▶ _Task requirements_
Condense the news report on the shopping mall shooting into two sentences.

▶ _Text section_
(NAKHON RATCHASIMA, Thailand) — Sirirat Nualraksa blinked back tears as the ambulances delivered gurneys bearing cloth-shrouded bodies to the morgue of a public hospital after a vengeful Thai soldier killed 29 people and wounded dozens of others in a shopping mall rampage.
Sirirat lost her sister, brother-in-law and young nephew in the attack. She was among dozens of victims’ relatives sitting in plastic chairs and on concrete benches outside the morgue Sunday, waiting to fill out paperwork to lay claim to their loved ones and receive compensation from the Thai government’s criminal victims’ fund.
On Facebook, she had talked with her sister, 33-year-old Papatchaya Nualraksa, as she hid with her husband and their 2-year-old in a supermarket storage room. Sirirat advised her sister to nurse her son so he wouldn’t make noise and risk revealing the family to the gunman, whose rounds of automatic fire echoed around the seven-story mall.
In a Facebook call, Papatchaya told her sister that she was scared.

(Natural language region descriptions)

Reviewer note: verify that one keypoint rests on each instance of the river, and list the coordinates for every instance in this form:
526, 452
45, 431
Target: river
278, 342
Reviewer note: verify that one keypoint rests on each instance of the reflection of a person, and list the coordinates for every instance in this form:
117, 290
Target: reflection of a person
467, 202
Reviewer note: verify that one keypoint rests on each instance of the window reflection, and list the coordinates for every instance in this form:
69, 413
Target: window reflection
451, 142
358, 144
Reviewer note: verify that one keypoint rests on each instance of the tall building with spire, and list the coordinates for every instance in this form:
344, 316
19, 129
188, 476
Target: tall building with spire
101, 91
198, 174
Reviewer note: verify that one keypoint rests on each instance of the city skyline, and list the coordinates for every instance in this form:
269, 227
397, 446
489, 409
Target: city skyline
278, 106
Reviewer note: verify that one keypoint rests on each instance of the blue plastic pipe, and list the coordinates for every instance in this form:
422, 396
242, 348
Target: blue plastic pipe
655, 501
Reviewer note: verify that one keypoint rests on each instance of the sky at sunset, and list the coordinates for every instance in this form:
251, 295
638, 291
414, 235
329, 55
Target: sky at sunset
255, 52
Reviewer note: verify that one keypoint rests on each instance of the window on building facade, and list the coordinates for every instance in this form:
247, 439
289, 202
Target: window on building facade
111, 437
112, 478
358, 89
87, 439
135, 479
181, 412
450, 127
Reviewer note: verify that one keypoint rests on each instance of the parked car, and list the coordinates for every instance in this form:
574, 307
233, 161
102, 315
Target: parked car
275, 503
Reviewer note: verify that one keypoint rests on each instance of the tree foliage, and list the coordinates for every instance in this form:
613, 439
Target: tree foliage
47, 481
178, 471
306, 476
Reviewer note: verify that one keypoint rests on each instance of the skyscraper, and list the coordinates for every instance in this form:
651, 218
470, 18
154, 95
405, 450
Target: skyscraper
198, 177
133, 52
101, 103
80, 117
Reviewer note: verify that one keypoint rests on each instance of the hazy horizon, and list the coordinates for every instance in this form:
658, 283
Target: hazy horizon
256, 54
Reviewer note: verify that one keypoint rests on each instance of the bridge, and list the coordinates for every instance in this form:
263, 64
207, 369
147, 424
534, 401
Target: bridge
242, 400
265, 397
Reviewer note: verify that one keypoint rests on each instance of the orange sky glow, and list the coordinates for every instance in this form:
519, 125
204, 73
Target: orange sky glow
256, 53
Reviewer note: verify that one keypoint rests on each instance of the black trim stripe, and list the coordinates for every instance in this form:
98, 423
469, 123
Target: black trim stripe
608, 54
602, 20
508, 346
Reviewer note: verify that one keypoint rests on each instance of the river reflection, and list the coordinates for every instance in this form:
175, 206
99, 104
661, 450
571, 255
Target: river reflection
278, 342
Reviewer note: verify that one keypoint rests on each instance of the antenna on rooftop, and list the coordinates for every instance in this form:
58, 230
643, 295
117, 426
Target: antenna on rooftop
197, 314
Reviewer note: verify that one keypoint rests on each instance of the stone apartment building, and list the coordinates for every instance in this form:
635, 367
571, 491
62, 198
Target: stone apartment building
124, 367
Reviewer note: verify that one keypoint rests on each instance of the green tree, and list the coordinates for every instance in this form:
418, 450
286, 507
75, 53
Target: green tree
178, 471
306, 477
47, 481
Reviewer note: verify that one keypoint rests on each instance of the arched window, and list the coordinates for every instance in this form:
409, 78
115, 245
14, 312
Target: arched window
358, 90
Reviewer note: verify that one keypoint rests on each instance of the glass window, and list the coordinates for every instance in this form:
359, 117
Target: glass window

▶ _Response to the task_
After a vengeful Thai soldier killed 29 people and wounded dozens in a shopping mall rampage, Sirirat Nualraksa, who lost her sister, brother-in-law and young nephew, waited outside a public hospital morgue with other relatives to claim their loved ones and receive government compensation. During the attack she had talked with her sister on Facebook while the family hid in a supermarket storage room, advising her to nurse her 2-year-old son so he would not make noise, and in a Facebook call her sister said she was scared.